**Description of the task**. Retype each record exactly; no pictures.

**Information provided**.

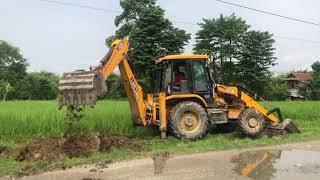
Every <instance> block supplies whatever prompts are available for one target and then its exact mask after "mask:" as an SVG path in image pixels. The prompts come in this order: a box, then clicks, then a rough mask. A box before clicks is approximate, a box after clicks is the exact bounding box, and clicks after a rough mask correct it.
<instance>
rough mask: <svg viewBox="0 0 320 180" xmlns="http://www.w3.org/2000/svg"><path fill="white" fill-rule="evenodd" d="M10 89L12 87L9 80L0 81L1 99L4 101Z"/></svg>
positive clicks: (11, 89)
mask: <svg viewBox="0 0 320 180" xmlns="http://www.w3.org/2000/svg"><path fill="white" fill-rule="evenodd" d="M12 90H13V87H12V86H11V84H10V83H9V82H5V81H2V80H1V81H0V97H2V101H6V99H7V95H8V93H9V92H11V91H12Z"/></svg>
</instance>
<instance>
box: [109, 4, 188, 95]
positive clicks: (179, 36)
mask: <svg viewBox="0 0 320 180" xmlns="http://www.w3.org/2000/svg"><path fill="white" fill-rule="evenodd" d="M120 5H121V7H122V8H123V12H122V14H120V15H119V16H117V17H116V20H115V25H116V26H117V27H119V29H118V30H117V31H116V34H115V35H114V36H111V37H108V38H107V40H106V42H107V43H108V44H109V43H110V42H111V41H112V40H113V39H114V38H123V37H125V36H129V44H130V47H129V53H128V56H129V59H130V62H129V63H130V65H131V66H132V67H133V70H134V71H135V75H136V77H137V79H138V81H139V82H140V83H141V85H142V86H143V87H144V88H146V89H147V90H148V89H151V72H152V71H153V70H154V68H155V64H154V61H155V60H156V59H157V58H159V57H162V56H165V55H168V54H176V53H181V52H182V50H183V47H184V46H185V45H186V43H187V42H188V40H189V39H190V34H187V33H186V32H185V31H184V30H182V29H178V28H175V27H173V25H172V23H171V22H170V21H169V20H168V19H166V18H165V16H164V10H163V9H161V8H160V7H159V6H157V5H156V1H155V0H122V1H120Z"/></svg>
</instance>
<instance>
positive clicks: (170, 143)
mask: <svg viewBox="0 0 320 180" xmlns="http://www.w3.org/2000/svg"><path fill="white" fill-rule="evenodd" d="M273 104H274V105H276V106H279V107H280V108H281V110H282V112H283V115H284V117H287V118H291V119H293V120H294V122H295V123H296V124H297V125H298V126H299V128H300V129H301V131H302V133H301V134H291V135H290V136H288V137H286V138H272V139H269V138H267V137H265V136H261V137H259V138H256V139H251V138H245V137H241V135H240V134H239V133H237V132H234V133H227V134H223V133H220V132H217V130H215V129H214V128H213V130H212V132H211V133H210V134H209V135H208V136H206V137H205V138H203V139H201V140H198V141H185V140H177V139H175V138H172V137H169V138H168V139H166V140H160V139H159V137H158V130H157V129H155V128H136V127H133V126H132V122H131V120H130V119H131V117H130V112H129V105H128V103H127V102H126V101H101V102H99V103H98V104H97V106H96V108H94V109H87V110H86V116H85V117H84V119H83V120H81V121H80V122H79V123H77V126H79V127H80V128H86V129H88V130H89V131H100V132H104V133H116V134H123V135H128V136H130V137H133V138H134V141H136V142H139V143H142V144H144V147H145V150H144V151H142V152H132V151H128V150H125V149H112V150H111V151H110V152H107V153H96V154H93V155H91V156H89V157H79V158H72V159H70V158H67V157H65V158H62V159H60V160H58V161H53V162H49V161H44V160H42V161H36V162H19V161H16V160H14V157H13V156H12V154H14V152H13V150H14V149H15V148H17V147H21V146H23V145H25V144H26V142H28V141H29V140H31V139H33V138H39V137H50V136H61V135H62V134H63V132H64V128H65V126H64V116H65V114H64V113H65V112H64V111H59V110H58V108H57V104H56V102H55V101H11V102H4V103H0V147H1V148H0V149H4V150H5V151H7V152H8V151H9V152H10V154H11V155H1V152H0V175H5V174H12V173H17V172H19V171H21V170H22V171H26V172H30V173H34V172H42V171H46V170H51V169H55V168H59V167H68V166H74V165H79V164H85V163H95V162H98V161H101V160H103V159H112V160H123V159H131V158H136V157H145V156H150V155H151V154H154V153H158V152H163V151H166V152H169V153H175V154H178V153H193V152H205V151H213V150H222V149H230V148H246V147H254V146H265V145H271V144H282V143H292V142H298V141H307V140H315V139H320V126H319V125H318V123H319V121H320V111H319V107H320V102H316V101H314V102H311V101H304V102H273ZM2 154H5V153H2Z"/></svg>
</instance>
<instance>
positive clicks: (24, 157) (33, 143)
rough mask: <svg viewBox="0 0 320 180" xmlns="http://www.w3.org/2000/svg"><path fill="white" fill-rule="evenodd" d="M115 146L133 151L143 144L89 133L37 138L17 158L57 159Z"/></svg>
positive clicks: (94, 151)
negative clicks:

**Final answer**.
Every <instance> block supplies whatever prompts are available for one target and then its exact mask after "mask:" as an SVG path in image pixels. The prompts come in this order: a box, then clicks, then a rough mask. A box before clicks is approximate, a box after clicks is the exact bounding box, and clicks after a rough mask correct it.
<instance>
rough mask: <svg viewBox="0 0 320 180" xmlns="http://www.w3.org/2000/svg"><path fill="white" fill-rule="evenodd" d="M10 89L12 87L9 80L0 81L1 99L4 101Z"/></svg>
positive clicks: (11, 89)
mask: <svg viewBox="0 0 320 180" xmlns="http://www.w3.org/2000/svg"><path fill="white" fill-rule="evenodd" d="M12 90H13V87H12V86H11V84H10V83H9V82H5V81H2V80H1V81H0V97H2V101H6V99H7V95H8V93H9V92H11V91H12Z"/></svg>
</instance>
<instance>
box: [109, 4, 188, 95]
positive clicks: (179, 36)
mask: <svg viewBox="0 0 320 180" xmlns="http://www.w3.org/2000/svg"><path fill="white" fill-rule="evenodd" d="M120 5H121V7H122V8H123V12H122V14H120V15H119V16H117V17H116V20H115V25H116V26H117V27H119V29H118V30H117V31H116V34H115V35H114V36H111V37H108V38H107V40H106V42H107V43H108V44H109V43H110V42H111V41H112V40H113V39H114V38H123V37H125V36H129V44H130V47H129V53H128V56H129V59H130V62H129V63H130V65H131V66H132V67H133V70H134V71H135V75H136V77H137V79H138V81H139V82H140V83H141V85H142V86H143V87H144V88H146V89H147V90H148V89H151V72H152V71H153V70H154V68H155V64H154V61H155V60H156V59H157V58H159V57H162V56H165V55H168V54H176V53H181V52H182V50H183V47H184V46H185V45H186V43H187V42H188V40H189V39H190V34H187V33H186V32H185V31H184V30H182V29H178V28H175V27H173V25H172V23H171V22H170V21H169V20H168V19H166V18H165V16H164V10H163V9H161V8H160V7H159V6H157V5H156V1H155V0H122V1H120Z"/></svg>
</instance>
<instance>
positive clicks: (170, 143)
mask: <svg viewBox="0 0 320 180" xmlns="http://www.w3.org/2000/svg"><path fill="white" fill-rule="evenodd" d="M273 104H274V105H276V106H279V107H280V108H281V110H282V112H283V115H284V117H287V118H291V119H293V120H294V122H295V123H296V124H297V125H298V126H299V128H300V129H301V131H302V133H301V134H291V135H290V136H288V137H286V138H272V139H269V138H267V137H265V136H261V137H259V138H256V139H251V138H245V137H241V135H240V134H239V133H237V132H234V133H227V134H223V133H220V132H217V130H215V129H214V128H213V130H212V132H211V133H210V134H209V135H208V136H206V137H205V138H203V139H201V140H198V141H185V140H177V139H175V138H172V137H169V138H168V139H166V140H160V139H159V137H158V130H157V129H155V128H136V127H133V126H132V122H131V120H130V119H131V117H130V112H129V105H128V103H127V102H126V101H101V102H99V103H98V104H97V106H96V108H94V109H87V110H86V116H85V117H84V119H83V120H81V121H80V122H79V123H77V126H79V127H80V128H86V129H88V130H89V131H100V132H104V133H116V134H123V135H128V136H130V137H133V138H134V141H136V142H139V143H142V144H144V147H145V150H144V151H142V152H132V151H128V150H125V149H112V150H111V151H110V152H107V153H96V154H93V155H91V156H89V157H79V158H72V159H70V158H67V157H65V158H62V159H60V160H58V161H53V162H49V161H44V160H42V161H36V162H19V161H16V160H14V157H13V156H12V154H14V152H13V150H14V149H15V148H17V147H21V146H23V145H25V144H26V142H28V141H29V140H31V139H33V138H39V137H50V136H61V135H62V134H63V132H64V128H65V126H64V116H65V114H64V113H65V112H64V111H59V110H58V108H57V104H56V102H55V101H11V102H4V103H0V147H1V148H0V149H4V150H5V151H7V152H8V151H9V152H10V154H11V155H1V152H0V175H5V174H12V173H17V172H19V171H21V170H22V171H26V172H30V173H34V172H42V171H46V170H51V169H55V168H59V167H68V166H74V165H79V164H85V163H95V162H98V161H101V160H103V159H112V160H123V159H131V158H136V157H145V156H150V155H151V154H154V153H158V152H163V151H166V152H169V153H175V154H178V153H193V152H205V151H213V150H222V149H230V148H246V147H254V146H265V145H271V144H282V143H292V142H298V141H307V140H315V139H320V126H319V125H318V123H319V121H320V111H319V107H320V102H316V101H314V102H311V101H304V102H273ZM2 154H5V153H2Z"/></svg>
</instance>
<instance>
positive clicks: (24, 157) (33, 143)
rough mask: <svg viewBox="0 0 320 180" xmlns="http://www.w3.org/2000/svg"><path fill="white" fill-rule="evenodd" d="M115 146L133 151L143 144L89 133L37 138L17 158L57 159Z"/></svg>
positive clicks: (94, 151)
negative clicks:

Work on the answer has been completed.